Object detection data
[start]
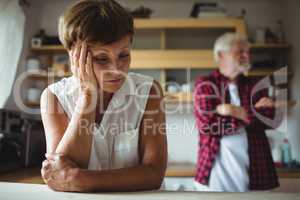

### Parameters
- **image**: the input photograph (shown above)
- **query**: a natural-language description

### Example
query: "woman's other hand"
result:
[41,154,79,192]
[end]
§ DESCRIPTION OF THE TASK: In the listing above, how many lines contain the string "query"? Reply with the number only.

§ REPLY TO THE EXERCISE: 2